• [What you will do]:
Rewrite the items as a Markdown table with the columns Row and Text, starting at the line that contains "the pvc pipe." and ending at the end of the items. Give each line its own numbered row and omit blank lines.

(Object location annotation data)
□ □ □ □

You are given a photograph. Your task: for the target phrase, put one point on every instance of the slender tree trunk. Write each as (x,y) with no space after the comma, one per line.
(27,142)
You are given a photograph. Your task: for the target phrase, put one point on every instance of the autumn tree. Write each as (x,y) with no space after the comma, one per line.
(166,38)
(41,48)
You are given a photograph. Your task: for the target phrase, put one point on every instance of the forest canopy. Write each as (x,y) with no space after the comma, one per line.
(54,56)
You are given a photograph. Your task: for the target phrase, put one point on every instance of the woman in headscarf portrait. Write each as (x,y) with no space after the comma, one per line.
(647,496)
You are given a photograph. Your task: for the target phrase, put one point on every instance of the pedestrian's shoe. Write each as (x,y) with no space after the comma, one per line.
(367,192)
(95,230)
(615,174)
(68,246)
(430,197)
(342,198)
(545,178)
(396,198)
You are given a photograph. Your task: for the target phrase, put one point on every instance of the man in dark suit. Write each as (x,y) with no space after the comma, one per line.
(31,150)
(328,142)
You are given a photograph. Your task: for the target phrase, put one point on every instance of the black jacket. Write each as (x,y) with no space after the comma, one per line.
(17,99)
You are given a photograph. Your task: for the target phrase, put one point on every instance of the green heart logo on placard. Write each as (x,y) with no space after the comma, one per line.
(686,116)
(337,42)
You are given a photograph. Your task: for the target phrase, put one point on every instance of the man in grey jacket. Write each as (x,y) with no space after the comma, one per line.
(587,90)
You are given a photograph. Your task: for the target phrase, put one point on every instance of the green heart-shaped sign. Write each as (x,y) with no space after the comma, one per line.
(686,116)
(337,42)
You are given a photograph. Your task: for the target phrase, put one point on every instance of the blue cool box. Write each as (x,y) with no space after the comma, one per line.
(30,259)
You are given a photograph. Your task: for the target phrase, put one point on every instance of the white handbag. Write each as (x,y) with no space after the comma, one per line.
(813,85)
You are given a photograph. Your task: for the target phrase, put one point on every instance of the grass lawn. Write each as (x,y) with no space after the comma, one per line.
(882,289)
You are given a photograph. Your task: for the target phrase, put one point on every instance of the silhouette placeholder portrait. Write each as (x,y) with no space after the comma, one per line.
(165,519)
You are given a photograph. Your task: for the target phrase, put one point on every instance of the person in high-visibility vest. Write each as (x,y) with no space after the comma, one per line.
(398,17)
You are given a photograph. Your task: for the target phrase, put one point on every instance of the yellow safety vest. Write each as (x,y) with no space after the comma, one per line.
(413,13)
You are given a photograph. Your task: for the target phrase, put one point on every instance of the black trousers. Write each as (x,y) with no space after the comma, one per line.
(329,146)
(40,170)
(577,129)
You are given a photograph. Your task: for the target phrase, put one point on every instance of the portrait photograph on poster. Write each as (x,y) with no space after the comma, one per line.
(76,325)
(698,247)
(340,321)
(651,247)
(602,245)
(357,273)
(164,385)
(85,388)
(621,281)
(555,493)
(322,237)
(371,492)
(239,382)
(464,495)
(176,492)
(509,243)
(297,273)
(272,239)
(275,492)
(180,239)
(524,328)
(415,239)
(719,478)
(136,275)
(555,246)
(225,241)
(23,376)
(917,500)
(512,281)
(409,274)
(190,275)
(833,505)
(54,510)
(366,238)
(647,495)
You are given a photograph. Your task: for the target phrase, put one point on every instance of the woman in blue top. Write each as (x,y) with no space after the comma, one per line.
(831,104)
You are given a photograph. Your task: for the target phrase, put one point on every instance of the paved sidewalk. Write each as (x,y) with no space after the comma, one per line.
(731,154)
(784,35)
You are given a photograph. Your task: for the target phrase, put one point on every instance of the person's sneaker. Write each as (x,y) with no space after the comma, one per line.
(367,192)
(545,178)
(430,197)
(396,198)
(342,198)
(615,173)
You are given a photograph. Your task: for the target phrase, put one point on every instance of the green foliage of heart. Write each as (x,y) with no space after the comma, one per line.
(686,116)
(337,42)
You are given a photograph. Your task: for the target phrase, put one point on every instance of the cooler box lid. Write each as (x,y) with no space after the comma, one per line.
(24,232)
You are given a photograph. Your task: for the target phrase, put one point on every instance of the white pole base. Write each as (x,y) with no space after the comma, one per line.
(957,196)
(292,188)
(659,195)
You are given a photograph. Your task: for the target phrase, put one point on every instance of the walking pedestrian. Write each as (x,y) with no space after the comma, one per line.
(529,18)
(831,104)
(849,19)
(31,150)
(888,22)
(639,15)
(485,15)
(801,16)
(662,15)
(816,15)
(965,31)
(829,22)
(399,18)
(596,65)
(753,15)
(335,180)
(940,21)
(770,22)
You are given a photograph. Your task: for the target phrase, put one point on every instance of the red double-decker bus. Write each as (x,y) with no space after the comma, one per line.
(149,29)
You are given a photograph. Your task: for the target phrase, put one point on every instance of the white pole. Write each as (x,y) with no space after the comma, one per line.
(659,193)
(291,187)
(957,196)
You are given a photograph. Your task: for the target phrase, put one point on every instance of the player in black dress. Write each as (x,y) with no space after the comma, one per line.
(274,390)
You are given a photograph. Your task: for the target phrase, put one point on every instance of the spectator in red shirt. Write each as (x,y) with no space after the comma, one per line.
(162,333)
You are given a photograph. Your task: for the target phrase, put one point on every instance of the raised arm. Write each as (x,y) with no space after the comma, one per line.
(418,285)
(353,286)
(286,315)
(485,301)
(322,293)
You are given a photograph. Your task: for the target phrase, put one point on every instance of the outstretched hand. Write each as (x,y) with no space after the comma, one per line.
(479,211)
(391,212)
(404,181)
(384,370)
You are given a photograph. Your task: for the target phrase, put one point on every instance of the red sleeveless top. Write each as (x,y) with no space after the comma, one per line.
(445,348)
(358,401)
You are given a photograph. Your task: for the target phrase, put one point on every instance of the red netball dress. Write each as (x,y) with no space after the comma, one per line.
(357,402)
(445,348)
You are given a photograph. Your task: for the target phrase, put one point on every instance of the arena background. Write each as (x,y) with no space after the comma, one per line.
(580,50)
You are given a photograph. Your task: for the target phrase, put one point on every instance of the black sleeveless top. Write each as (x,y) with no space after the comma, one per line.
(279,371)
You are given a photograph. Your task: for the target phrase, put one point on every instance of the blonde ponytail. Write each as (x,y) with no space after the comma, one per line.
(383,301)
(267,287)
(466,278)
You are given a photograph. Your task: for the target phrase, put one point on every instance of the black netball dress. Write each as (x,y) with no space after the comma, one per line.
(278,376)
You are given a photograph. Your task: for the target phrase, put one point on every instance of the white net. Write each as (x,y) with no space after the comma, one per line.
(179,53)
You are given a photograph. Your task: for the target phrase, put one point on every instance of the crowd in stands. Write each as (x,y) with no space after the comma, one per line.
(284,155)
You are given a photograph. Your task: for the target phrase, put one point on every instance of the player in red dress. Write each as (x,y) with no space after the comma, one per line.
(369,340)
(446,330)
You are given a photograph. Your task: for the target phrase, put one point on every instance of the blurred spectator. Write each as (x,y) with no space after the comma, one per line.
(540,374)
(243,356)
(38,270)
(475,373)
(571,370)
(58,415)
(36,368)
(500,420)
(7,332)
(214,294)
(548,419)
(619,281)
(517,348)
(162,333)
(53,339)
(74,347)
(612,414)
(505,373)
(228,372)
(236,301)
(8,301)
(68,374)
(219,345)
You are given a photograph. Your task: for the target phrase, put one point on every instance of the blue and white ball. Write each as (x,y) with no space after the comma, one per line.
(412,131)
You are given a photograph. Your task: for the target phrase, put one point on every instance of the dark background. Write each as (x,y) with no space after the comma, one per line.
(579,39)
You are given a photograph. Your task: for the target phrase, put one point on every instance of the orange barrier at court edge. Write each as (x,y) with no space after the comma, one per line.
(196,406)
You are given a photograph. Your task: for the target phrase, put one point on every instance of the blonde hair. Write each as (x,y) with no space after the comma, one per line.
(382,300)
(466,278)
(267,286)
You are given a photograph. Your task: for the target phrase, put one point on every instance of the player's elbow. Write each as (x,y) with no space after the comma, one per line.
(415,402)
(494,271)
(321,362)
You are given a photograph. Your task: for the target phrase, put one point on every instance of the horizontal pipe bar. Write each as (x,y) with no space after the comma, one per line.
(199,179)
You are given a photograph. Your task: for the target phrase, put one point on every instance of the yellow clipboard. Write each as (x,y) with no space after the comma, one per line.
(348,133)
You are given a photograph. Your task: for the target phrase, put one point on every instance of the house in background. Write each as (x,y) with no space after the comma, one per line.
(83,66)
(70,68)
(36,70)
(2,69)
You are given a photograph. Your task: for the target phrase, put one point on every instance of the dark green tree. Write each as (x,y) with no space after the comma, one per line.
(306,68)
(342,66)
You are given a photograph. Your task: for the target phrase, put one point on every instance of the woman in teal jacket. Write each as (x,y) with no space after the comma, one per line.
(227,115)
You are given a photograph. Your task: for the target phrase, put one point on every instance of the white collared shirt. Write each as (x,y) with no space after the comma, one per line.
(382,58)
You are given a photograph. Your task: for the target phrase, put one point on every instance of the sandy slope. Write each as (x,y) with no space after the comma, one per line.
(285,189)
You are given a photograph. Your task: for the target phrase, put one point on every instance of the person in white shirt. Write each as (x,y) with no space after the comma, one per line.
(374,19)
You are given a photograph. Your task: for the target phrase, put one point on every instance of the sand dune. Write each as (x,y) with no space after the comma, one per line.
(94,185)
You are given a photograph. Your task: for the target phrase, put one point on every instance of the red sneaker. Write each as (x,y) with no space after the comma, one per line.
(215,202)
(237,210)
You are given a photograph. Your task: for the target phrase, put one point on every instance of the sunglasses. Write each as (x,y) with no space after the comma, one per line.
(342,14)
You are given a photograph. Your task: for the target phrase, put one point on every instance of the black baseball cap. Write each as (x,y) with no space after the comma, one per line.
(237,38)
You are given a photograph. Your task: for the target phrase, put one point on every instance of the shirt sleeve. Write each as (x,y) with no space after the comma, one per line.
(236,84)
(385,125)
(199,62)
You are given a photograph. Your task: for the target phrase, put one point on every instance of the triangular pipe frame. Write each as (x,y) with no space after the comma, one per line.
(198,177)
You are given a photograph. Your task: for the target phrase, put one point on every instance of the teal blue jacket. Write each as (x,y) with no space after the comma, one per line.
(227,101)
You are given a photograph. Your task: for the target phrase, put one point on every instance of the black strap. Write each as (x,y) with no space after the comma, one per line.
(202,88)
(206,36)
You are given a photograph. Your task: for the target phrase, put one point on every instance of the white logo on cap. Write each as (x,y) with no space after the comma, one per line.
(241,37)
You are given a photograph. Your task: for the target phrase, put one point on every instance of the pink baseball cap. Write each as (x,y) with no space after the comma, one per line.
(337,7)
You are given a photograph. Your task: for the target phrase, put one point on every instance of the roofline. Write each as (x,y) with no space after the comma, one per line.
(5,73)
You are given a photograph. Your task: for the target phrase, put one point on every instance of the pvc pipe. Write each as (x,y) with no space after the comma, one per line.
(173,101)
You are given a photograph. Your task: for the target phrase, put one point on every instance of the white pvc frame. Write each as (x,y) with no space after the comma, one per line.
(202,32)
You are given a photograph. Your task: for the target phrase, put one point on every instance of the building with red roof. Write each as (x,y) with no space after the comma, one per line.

□ □ □ □

• [Result of the exercise]:
| Row | Text |
|---|---|
| 1 | You are given a photograph. Your task: for the target phrase, put one point on every instance of the pvc pipe. Write each as (x,y) with no space after the comma, one per line. |
| 2 | (173,101) |
| 3 | You are given a photograph. Your task: for the target phrase, put one point on every instance of the white pvc frame. Write each as (x,y) with no space after the comma, one per line. |
| 4 | (202,32) |
| 5 | You are given a photograph. Your task: for the target phrase, put one point on every instance of the building with red roof. Write each as (x,y) with no space after the comma, one per line. |